- **Exercise description**:
Reproduce each of the records below line for line, without changing a single character, and leave the pictures out of your copy.

(Records from an annotation dataset)
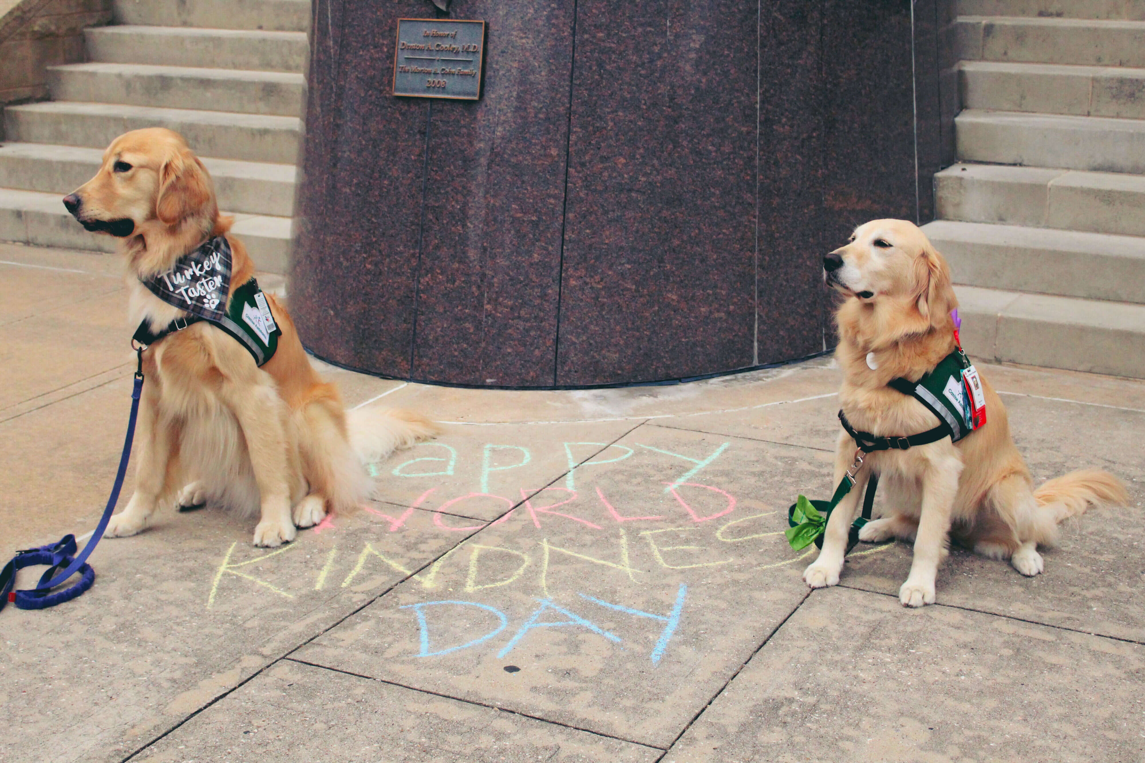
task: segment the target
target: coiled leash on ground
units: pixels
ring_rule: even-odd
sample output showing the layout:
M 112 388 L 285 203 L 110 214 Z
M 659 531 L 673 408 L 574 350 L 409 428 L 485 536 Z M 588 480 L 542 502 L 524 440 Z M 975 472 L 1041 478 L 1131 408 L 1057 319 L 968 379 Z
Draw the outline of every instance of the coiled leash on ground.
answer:
M 70 533 L 55 543 L 16 551 L 16 556 L 0 571 L 0 610 L 9 603 L 22 610 L 42 610 L 55 606 L 76 598 L 95 582 L 95 570 L 87 563 L 87 557 L 95 550 L 95 545 L 100 542 L 100 539 L 103 538 L 103 531 L 108 528 L 111 512 L 114 511 L 116 502 L 119 500 L 119 491 L 124 486 L 124 476 L 127 474 L 127 461 L 132 456 L 132 440 L 135 438 L 135 419 L 139 415 L 140 396 L 143 391 L 143 347 L 135 347 L 137 365 L 135 387 L 132 389 L 132 415 L 127 422 L 127 437 L 124 438 L 124 453 L 119 458 L 116 484 L 111 488 L 111 495 L 108 498 L 108 506 L 103 509 L 103 516 L 100 517 L 100 524 L 92 532 L 92 538 L 79 556 L 74 556 L 76 537 Z M 40 582 L 35 585 L 35 588 L 15 590 L 16 571 L 39 564 L 48 565 L 48 570 L 40 577 Z M 58 570 L 63 571 L 55 574 Z M 80 573 L 78 581 L 62 590 L 52 590 L 66 582 L 77 572 Z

- **Completed task**:
task: segment the target
target: coiled leash on ground
units: pixels
ring_rule: even-odd
sample output showing the layout:
M 112 388 L 285 203 L 110 214 Z
M 659 531 L 673 408 L 574 350 L 409 428 L 485 536 Z M 588 480 L 542 502 L 524 440 Z M 975 472 L 1041 478 L 1131 408 L 1057 319 L 968 379 Z
Draw the outline of every instance of the coiled leash on ground.
answer:
M 70 533 L 55 543 L 16 551 L 16 556 L 0 571 L 0 610 L 9 603 L 22 610 L 42 610 L 55 606 L 76 598 L 95 582 L 95 570 L 87 563 L 87 557 L 95 550 L 95 545 L 100 542 L 100 539 L 103 538 L 103 531 L 108 528 L 111 512 L 114 511 L 116 502 L 119 500 L 119 491 L 124 486 L 124 476 L 127 474 L 127 461 L 132 456 L 132 440 L 135 438 L 135 419 L 139 415 L 140 396 L 143 391 L 143 347 L 135 347 L 137 365 L 135 387 L 132 389 L 132 415 L 127 422 L 127 437 L 124 438 L 124 453 L 119 458 L 116 484 L 111 488 L 111 495 L 108 498 L 108 506 L 103 509 L 103 516 L 100 517 L 100 524 L 92 532 L 92 538 L 79 556 L 74 556 L 76 537 Z M 40 582 L 35 585 L 35 588 L 15 590 L 16 571 L 39 564 L 48 565 L 48 570 L 40 577 Z M 58 570 L 63 571 L 55 574 Z M 80 573 L 78 581 L 62 590 L 52 590 L 66 582 L 77 572 Z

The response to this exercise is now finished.